- _Exercise details_: Can you rewrite all of the rows below, swapping "roadway-occupancy count" for "road-use survey", keeping everything else the same, and leaving the pictures out?
===== Dataset
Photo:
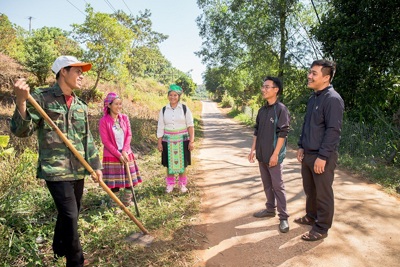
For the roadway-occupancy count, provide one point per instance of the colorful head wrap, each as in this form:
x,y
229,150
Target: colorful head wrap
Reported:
x,y
175,88
108,100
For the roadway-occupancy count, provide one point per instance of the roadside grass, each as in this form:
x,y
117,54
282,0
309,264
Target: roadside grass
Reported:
x,y
28,214
370,168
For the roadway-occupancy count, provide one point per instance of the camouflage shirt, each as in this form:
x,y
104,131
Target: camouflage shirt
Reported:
x,y
56,161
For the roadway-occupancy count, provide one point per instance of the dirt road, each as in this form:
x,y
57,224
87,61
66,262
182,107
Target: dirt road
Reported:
x,y
365,231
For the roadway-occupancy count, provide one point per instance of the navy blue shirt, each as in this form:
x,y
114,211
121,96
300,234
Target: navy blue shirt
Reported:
x,y
322,123
264,128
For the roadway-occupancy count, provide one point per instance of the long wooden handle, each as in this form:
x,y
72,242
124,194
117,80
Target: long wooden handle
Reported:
x,y
84,162
133,190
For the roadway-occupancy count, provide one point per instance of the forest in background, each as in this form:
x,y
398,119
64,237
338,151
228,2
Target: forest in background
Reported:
x,y
244,41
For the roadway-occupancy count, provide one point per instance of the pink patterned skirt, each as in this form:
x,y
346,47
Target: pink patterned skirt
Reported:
x,y
115,175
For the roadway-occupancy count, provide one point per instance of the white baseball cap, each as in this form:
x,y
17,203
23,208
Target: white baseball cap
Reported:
x,y
66,61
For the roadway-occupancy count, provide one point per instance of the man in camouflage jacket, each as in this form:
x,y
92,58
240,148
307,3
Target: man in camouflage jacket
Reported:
x,y
63,173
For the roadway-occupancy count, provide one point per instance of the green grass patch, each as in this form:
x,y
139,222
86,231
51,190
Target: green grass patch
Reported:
x,y
28,214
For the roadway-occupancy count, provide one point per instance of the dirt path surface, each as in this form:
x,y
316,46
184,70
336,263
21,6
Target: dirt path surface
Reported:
x,y
365,231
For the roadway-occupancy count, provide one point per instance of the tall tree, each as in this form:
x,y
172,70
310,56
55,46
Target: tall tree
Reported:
x,y
362,37
8,35
107,43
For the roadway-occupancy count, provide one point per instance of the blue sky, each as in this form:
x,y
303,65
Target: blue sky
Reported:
x,y
175,18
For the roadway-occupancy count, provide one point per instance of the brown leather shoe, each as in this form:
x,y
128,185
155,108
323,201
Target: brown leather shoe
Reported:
x,y
264,213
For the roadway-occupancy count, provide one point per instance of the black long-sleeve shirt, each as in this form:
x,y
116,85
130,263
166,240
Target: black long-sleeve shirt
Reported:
x,y
322,123
264,129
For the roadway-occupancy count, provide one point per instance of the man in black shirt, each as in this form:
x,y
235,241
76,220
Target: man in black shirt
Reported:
x,y
318,149
269,147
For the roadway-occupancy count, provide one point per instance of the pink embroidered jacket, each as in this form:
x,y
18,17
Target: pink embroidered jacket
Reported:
x,y
107,135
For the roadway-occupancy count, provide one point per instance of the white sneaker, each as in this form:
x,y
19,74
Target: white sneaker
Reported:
x,y
170,188
183,189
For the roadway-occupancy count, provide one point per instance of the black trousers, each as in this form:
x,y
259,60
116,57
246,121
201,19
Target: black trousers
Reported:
x,y
319,191
67,197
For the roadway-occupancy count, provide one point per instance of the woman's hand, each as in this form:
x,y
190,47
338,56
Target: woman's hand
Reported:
x,y
124,157
159,147
251,155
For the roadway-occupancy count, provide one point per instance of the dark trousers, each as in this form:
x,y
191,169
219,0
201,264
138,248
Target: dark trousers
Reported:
x,y
274,189
319,191
67,197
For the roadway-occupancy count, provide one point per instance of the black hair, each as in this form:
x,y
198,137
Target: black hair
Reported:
x,y
328,67
277,82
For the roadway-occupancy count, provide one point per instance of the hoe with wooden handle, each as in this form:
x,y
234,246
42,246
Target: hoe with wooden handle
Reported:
x,y
85,164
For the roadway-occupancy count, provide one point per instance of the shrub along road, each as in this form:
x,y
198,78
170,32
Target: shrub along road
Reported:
x,y
365,231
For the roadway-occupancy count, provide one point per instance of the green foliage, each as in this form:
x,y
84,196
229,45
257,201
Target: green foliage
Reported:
x,y
8,35
107,43
187,84
40,52
28,213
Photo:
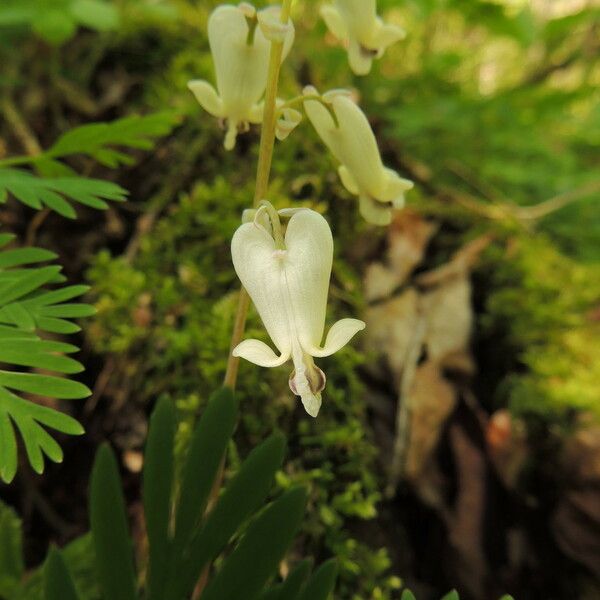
==========
- _Answer for the task_:
Photo:
For the road-use survey, provide one point per instance of the colorful head wrap, each as in this form:
x,y
229,150
Target: colorful head wrap
Reported:
x,y
175,88
108,100
For the road-use survey, provide one point per instance of the roadside grass, each as in this form:
x,y
117,54
282,0
309,264
Target: roadside grass
Reported:
x,y
28,214
370,168
For the road-use survey, provide one point per instance of the camouflage shirt, each as in this form:
x,y
104,131
Target: camouflage shirt
Reported:
x,y
56,161
For the road-use survey, provide one point per instance of the dirt road, each as in this form:
x,y
57,224
87,61
66,262
182,107
Target: dirt road
Reported:
x,y
365,231
For the road-use survey, provide one point per instance of the navy blue shirt, each as in this form:
x,y
114,211
121,96
300,234
Target: navy blue shirt
Reported:
x,y
322,123
264,128
For the road-use survey, provide one point per instance of the long wooden handle, each as in this form:
x,y
72,242
124,194
117,80
Target: long wooden handle
Reported:
x,y
84,162
133,190
For the road-use survey, provide one point per instance of the forest in background, each as in this form:
x,y
398,119
64,237
338,151
228,2
Target: forest in background
Reported:
x,y
244,41
For the road-use survey, provide one point per instance of the pink patterned skirt, each as in this form:
x,y
346,47
Target: pink patterned skirt
Reported:
x,y
115,175
For the road-use survey, provide one point per instance of the white baseball cap, each as in this form:
x,y
17,203
23,208
Target: white baseball cap
Reported:
x,y
66,61
For the road-use survey, provide one point per instance of the man in camouflage jacket, each as in this form:
x,y
92,58
240,148
307,3
Target: man in camouflage jacket
Reported:
x,y
63,173
For the road-use survey, provide one point per instance of the green grass patch, each as in this form:
x,y
139,222
86,231
51,190
Target: green grass patch
Reported:
x,y
28,214
For the road-use survey, provide one point per instance of the dirt path surface, each as in this form:
x,y
316,46
184,70
336,263
21,6
Target: dirt path surface
Reported:
x,y
365,231
For the road-use survey, provide one point per instance of the tall tree, each as in this form:
x,y
172,70
310,56
55,46
Target: tall tree
Reported:
x,y
362,37
8,35
107,43
For the road-use survey, provide one point per instance of the blue sky, each as in this form:
x,y
303,65
Target: blue sky
Reported:
x,y
175,18
For the road-use survey, provide one point per instance of the brown leather shoe, each as in this form:
x,y
128,185
155,108
323,201
Target: brown leather shoe
Reported:
x,y
264,213
For the road-use survey, provide one point per instance of the black long-sleeve shirt, each as in this form:
x,y
116,85
130,263
166,240
Target: black long-sleeve shirt
Reported:
x,y
322,123
264,129
For the road-use survey, provide one point per instance of the man in black shirt, each as in this form:
x,y
235,241
76,220
Target: man in black shirt
Reported:
x,y
318,149
269,147
For the road-use survey, provide one point per instance of the pink embroidered jacket, each as in this form:
x,y
18,17
Target: pink embroidered jacket
Reported:
x,y
107,135
For the road-use survey, provide one point per instance of the white sneaker, each as in this form:
x,y
19,74
Target: white sneaker
Reported:
x,y
170,188
183,189
For the road-use survey, provide one point per instance of the black trousers, each as in this form:
x,y
259,60
116,57
246,121
201,19
Target: black trousers
Reported:
x,y
319,191
67,197
For the road-use survey, provide one point per instance of the woman's hand, each as in this form:
x,y
190,47
338,56
Target: woman's hand
Reported:
x,y
124,157
159,147
251,155
For the road-use survey, provide one point per instance of the dark trousers, each as in this form:
x,y
191,169
219,0
201,264
138,248
Target: dark trousers
Reported:
x,y
274,189
319,191
67,197
For the road-use survey, provide one point per instance of the black hair, each as in this form:
x,y
198,137
Target: black hair
Reported:
x,y
328,67
277,82
For the road-use survey, provide one point per instance of the hoe with wooden handle, each as in this form:
x,y
234,246
42,246
Target: hoe with wooden handle
Reported:
x,y
85,164
For the road-use survey, provide one point per instance of the shrub along road, each as in this form:
x,y
198,78
170,32
Target: shrub along road
Reported:
x,y
365,231
For the road-use survey, provide one point per instance of the green foliage, each as in this form:
x,y
84,196
229,45
257,201
Target: green foliage
Reported:
x,y
8,35
107,43
187,84
40,52
28,213
Photo:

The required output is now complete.